### What to work on
Count the lines in the entries below that contain the string "metal", treating uppercase and lowercase as different, and give only the number.

---------- Data for processing ----------

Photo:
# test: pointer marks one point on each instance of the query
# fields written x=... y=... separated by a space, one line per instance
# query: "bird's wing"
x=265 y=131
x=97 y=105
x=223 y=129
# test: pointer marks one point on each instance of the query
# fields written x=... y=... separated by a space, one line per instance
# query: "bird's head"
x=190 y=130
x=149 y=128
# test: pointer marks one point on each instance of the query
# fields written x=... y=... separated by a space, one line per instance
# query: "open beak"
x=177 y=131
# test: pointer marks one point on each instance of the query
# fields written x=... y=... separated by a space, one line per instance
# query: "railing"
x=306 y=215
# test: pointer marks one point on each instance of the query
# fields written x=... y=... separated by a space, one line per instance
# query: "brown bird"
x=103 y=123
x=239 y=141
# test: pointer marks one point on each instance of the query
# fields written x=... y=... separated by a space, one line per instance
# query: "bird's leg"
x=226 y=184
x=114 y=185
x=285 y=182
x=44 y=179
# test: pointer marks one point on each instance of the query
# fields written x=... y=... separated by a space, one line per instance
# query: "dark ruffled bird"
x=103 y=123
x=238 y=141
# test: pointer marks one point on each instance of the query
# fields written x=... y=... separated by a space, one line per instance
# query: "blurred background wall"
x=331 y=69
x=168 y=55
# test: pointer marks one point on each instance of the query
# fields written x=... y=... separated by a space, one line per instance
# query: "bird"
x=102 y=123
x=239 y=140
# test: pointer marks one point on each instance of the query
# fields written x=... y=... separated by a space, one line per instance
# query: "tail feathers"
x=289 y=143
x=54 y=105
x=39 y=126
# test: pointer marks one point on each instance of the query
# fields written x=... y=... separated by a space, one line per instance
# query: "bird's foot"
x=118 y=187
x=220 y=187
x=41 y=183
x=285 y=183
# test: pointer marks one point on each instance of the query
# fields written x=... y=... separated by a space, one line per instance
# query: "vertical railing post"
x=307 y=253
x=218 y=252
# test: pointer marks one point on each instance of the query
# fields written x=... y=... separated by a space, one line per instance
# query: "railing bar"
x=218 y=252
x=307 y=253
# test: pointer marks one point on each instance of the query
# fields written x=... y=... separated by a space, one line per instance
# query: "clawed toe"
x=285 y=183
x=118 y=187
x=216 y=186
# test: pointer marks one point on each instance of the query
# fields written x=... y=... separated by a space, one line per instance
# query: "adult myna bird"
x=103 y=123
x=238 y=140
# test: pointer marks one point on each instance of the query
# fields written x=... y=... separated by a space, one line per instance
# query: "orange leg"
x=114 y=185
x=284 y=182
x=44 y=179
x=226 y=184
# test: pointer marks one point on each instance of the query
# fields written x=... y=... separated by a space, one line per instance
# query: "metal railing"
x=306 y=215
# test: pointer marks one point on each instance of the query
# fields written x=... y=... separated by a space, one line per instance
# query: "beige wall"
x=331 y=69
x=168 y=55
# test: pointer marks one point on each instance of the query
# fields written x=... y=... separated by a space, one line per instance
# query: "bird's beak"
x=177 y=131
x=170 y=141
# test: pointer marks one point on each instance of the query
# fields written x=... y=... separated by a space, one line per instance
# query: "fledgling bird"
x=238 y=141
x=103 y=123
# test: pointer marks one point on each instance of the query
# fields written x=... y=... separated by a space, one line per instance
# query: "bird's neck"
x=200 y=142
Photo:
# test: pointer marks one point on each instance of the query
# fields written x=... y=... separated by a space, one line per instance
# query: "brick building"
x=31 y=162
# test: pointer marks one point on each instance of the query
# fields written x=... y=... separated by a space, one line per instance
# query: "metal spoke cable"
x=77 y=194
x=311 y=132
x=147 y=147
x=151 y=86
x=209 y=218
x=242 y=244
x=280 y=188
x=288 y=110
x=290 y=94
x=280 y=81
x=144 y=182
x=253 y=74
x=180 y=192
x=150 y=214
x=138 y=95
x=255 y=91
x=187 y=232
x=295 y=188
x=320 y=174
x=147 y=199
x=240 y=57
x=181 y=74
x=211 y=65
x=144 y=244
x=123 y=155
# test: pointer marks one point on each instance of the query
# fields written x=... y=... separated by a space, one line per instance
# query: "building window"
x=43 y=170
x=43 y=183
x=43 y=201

----------
---------- Data for processing ----------

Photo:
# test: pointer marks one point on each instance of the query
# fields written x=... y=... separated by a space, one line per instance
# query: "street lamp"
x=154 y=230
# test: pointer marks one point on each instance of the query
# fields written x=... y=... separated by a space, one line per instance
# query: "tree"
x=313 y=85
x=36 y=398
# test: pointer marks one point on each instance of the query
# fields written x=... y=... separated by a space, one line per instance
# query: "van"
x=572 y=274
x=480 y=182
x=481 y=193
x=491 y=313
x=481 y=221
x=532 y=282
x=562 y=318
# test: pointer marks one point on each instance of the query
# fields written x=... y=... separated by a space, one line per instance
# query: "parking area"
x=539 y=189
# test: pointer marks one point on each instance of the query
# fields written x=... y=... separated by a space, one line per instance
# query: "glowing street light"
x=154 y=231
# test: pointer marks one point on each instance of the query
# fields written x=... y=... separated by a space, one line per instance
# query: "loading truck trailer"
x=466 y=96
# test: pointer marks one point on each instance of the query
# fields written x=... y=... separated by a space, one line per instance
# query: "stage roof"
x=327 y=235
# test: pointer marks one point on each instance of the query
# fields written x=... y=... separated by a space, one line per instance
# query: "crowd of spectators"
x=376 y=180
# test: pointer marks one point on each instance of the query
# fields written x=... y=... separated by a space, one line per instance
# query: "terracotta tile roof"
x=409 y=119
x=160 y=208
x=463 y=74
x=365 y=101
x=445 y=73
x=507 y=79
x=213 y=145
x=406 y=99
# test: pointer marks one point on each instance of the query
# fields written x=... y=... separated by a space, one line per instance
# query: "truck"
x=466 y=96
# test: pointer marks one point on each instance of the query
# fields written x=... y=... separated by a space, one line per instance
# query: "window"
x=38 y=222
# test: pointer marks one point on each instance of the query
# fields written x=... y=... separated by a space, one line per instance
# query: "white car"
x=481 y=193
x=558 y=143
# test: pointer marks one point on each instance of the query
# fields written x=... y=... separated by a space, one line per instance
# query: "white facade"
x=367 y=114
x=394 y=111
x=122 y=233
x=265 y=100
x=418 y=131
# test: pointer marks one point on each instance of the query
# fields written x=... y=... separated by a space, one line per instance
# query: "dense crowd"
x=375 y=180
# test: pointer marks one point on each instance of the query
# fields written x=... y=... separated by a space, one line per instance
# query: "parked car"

----------

### Result of the task
2